**EXERCISE**
This exercise calls for the listing to be set down exactly.

**SUPPLIED ENTRIES**
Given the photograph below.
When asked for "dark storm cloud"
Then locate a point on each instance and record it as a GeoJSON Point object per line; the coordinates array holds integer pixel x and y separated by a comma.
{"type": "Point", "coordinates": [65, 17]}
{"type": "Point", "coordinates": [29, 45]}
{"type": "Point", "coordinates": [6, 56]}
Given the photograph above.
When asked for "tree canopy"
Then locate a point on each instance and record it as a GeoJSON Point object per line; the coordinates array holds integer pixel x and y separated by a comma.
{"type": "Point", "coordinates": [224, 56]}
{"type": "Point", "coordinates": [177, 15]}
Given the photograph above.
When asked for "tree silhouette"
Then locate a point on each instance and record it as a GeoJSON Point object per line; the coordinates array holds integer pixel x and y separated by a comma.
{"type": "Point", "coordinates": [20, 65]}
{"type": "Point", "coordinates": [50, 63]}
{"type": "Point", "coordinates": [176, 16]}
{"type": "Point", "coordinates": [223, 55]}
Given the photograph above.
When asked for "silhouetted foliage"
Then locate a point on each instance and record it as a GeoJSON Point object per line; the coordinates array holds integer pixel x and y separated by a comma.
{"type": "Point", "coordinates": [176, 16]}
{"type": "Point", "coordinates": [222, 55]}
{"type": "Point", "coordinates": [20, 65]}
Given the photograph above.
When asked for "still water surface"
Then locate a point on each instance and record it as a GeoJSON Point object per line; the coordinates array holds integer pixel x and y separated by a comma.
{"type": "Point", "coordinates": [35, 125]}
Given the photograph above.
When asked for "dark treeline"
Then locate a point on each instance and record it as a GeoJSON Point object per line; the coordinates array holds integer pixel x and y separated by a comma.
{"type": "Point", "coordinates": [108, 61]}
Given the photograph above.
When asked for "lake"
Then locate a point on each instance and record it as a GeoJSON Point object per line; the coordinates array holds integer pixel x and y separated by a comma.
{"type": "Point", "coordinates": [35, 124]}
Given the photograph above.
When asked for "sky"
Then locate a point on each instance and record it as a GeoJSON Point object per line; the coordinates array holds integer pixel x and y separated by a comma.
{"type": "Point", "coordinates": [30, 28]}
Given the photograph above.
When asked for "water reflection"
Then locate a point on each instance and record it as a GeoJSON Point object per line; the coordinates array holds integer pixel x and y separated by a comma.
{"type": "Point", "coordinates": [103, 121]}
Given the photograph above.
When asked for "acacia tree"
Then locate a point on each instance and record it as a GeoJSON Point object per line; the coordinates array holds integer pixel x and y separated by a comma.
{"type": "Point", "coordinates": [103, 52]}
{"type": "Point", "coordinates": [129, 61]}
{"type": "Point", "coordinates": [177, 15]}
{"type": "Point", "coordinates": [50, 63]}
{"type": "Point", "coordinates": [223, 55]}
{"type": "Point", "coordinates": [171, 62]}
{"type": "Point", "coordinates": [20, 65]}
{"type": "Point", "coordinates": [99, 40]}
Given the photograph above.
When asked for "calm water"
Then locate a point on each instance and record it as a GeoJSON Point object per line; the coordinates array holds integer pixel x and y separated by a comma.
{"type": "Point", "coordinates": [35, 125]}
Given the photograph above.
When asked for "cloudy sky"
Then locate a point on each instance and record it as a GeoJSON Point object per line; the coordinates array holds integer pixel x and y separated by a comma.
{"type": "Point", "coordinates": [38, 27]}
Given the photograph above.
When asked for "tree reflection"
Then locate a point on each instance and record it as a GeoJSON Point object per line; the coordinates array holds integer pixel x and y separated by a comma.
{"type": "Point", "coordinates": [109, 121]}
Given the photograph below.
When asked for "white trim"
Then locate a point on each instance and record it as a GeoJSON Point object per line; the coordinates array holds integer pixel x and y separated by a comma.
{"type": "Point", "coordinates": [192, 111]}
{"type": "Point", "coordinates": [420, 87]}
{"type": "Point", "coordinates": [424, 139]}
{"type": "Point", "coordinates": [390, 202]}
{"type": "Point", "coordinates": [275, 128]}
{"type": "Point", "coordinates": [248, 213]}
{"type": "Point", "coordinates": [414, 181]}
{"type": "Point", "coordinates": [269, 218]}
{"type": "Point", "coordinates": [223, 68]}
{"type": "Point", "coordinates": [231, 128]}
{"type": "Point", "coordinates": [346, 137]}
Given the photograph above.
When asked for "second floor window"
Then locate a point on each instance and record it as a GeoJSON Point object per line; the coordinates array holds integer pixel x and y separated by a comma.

**TASK OUTPUT**
Given the photograph below.
When asked for "dark storm cloud"
Then locate a point on each instance and record it as a GeoJSON Point object per line; the coordinates array holds integer pixel x and y separated by a comma.
{"type": "Point", "coordinates": [65, 17]}
{"type": "Point", "coordinates": [29, 45]}
{"type": "Point", "coordinates": [6, 56]}
Given the photograph above.
When asked for "tree canopy"
Then locate a point on each instance and record it as a GeoJSON Point object per line; the coordinates array holds integer pixel x and y separated by a comma.
{"type": "Point", "coordinates": [224, 56]}
{"type": "Point", "coordinates": [177, 15]}
Given the photograph above.
When asked for "tree silhouette"
Then locate a point on each instance and record it as a GeoJSON Point object per line; the coordinates array holds integer pixel x and y separated by a comma.
{"type": "Point", "coordinates": [20, 65]}
{"type": "Point", "coordinates": [50, 63]}
{"type": "Point", "coordinates": [176, 16]}
{"type": "Point", "coordinates": [223, 55]}
Given the photograph above.
When asked for "silhouetted foliage"
Then locate a point on each instance and record it as a GeoJSON Point object per line; the coordinates array holds integer pixel x and y separated by a comma.
{"type": "Point", "coordinates": [176, 16]}
{"type": "Point", "coordinates": [222, 55]}
{"type": "Point", "coordinates": [20, 65]}
Given the photograph above.
When asked for "still water surface"
Then locate a point on each instance and record it as a GeoJSON Point object per line; the coordinates array holds integer pixel x and y separated by a comma.
{"type": "Point", "coordinates": [35, 125]}
Given the photograph above.
When asked for "dark treeline"
Then locate a point on each instance and record it as a GeoJSON Point object per line; the coordinates array holds integer pixel x and y separated by a comma.
{"type": "Point", "coordinates": [108, 61]}
Given the photograph above.
When asked for "lake"
Then locate a point on each instance and record it as a GeoJSON Point object per line; the coordinates array holds integer pixel x and y separated by a comma.
{"type": "Point", "coordinates": [35, 124]}
Given the photograph above.
When asked for "sky"
Then locate a point on each instance and record it as a GeoJSON Point object per line; the coordinates array holds integer pixel x and y separated by a comma.
{"type": "Point", "coordinates": [30, 28]}
Given the photograph above.
When asked for "water reflection"
Then locate a point on each instance and record it as a GeoJSON Point object per line; the coordinates array holds integer pixel x and y separated by a comma.
{"type": "Point", "coordinates": [103, 121]}
Given the photograph above.
When asked for "acacia tree"
Then locate a point on each instance and record it as a GeoJSON Point object per line; the coordinates array holds integer pixel x and y separated by a comma.
{"type": "Point", "coordinates": [103, 52]}
{"type": "Point", "coordinates": [129, 61]}
{"type": "Point", "coordinates": [177, 15]}
{"type": "Point", "coordinates": [50, 63]}
{"type": "Point", "coordinates": [223, 55]}
{"type": "Point", "coordinates": [171, 62]}
{"type": "Point", "coordinates": [20, 65]}
{"type": "Point", "coordinates": [99, 40]}
Given the photograph above.
When asked for "calm water"
Then locate a point on each instance and record it as a GeoJSON Point object per line; the coordinates array holds integer pixel x and y separated by a comma.
{"type": "Point", "coordinates": [35, 125]}
Given the photograph above.
When asked for "cloudy sky"
Then locate a point on each instance and record it as a GeoJSON Point object per line; the coordinates array holds integer pixel x and y separated by a comma.
{"type": "Point", "coordinates": [38, 27]}
Given the photograph above.
When asked for "tree reflection"
Then locate a point on each instance and record it as a GeoJSON Point object per line; the coordinates array holds integer pixel x and y separated by a comma.
{"type": "Point", "coordinates": [109, 121]}
Given the photograph below.
When asked for "white trim"
Then locate a point on each instance and record it as a GeoJSON Point object per line; the coordinates array holds integer pixel x and y separated by a comma.
{"type": "Point", "coordinates": [192, 111]}
{"type": "Point", "coordinates": [420, 87]}
{"type": "Point", "coordinates": [424, 139]}
{"type": "Point", "coordinates": [390, 202]}
{"type": "Point", "coordinates": [275, 128]}
{"type": "Point", "coordinates": [248, 213]}
{"type": "Point", "coordinates": [414, 181]}
{"type": "Point", "coordinates": [269, 218]}
{"type": "Point", "coordinates": [223, 68]}
{"type": "Point", "coordinates": [231, 128]}
{"type": "Point", "coordinates": [346, 137]}
Given the photograph above.
When asked for "second floor window"
Then locate a point on each instance and record it as a GeoJSON Point object per line; the coordinates array holds integer pixel x and y separated by a comma.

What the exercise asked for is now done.